=== Material to process ===
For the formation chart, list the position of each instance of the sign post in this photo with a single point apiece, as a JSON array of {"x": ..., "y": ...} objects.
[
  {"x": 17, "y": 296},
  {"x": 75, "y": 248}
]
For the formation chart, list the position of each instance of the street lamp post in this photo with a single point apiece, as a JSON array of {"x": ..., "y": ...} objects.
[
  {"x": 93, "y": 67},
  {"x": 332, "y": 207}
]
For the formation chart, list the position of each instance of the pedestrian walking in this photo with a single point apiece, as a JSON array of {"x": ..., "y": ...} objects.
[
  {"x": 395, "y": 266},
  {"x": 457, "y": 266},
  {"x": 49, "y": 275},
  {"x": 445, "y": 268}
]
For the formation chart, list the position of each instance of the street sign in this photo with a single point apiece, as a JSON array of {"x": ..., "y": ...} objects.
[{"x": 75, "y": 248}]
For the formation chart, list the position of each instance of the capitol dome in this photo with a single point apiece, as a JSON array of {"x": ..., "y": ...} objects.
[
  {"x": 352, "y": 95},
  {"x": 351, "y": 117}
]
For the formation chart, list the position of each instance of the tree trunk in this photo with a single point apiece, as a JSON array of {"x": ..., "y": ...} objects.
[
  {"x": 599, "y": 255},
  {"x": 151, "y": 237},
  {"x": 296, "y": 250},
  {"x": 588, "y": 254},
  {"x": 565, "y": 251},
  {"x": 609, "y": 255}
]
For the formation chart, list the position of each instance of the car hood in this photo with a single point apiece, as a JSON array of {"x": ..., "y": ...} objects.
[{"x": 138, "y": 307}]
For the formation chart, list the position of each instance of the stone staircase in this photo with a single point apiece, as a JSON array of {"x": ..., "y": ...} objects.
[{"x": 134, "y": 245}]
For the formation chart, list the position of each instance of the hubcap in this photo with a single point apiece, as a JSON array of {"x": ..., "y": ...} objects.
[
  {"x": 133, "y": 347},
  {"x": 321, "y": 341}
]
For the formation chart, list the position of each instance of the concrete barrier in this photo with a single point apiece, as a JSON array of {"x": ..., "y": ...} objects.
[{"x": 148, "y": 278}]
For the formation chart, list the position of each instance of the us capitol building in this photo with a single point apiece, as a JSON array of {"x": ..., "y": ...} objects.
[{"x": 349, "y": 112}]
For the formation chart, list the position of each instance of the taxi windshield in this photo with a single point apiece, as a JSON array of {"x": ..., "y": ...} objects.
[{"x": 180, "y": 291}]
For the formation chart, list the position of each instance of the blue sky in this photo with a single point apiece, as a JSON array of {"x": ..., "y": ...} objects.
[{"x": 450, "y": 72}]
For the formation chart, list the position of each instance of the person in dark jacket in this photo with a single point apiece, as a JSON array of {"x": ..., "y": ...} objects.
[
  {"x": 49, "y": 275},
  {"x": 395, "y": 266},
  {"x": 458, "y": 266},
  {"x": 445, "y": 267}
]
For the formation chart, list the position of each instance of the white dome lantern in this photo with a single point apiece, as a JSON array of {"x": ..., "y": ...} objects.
===
*Exercise directions*: A faithful copy is required of the lines from the one with "the us capitol" through the last line of the data; please add nothing.

*Result for this task*:
For the formation chart, list the position of each instance of the us capitol building in this photo with a single point apiece, as a JSON array of {"x": ..., "y": ...} objects.
[{"x": 349, "y": 112}]
For the formation chart, list the position of each instance of the taxi windshield in this photo with a single point apiece, as a JSON array of {"x": ..., "y": ...} objects.
[{"x": 180, "y": 291}]
For the formation chart, list the position of each instance of the blue sky in this photo with a single point apiece, as a JSON array of {"x": ..., "y": ...} objects.
[{"x": 450, "y": 72}]
For the formation chart, list the position of each instance of the person in dark jacket in this photo with a single point apiece, as a JSON array of {"x": ..., "y": ...} objects.
[
  {"x": 49, "y": 275},
  {"x": 395, "y": 266},
  {"x": 458, "y": 266},
  {"x": 445, "y": 267}
]
For the formation chart, list the position of each instance of the white dome lantern in this photo with a single point apiece, as a JSON array of {"x": ..., "y": ...} objects.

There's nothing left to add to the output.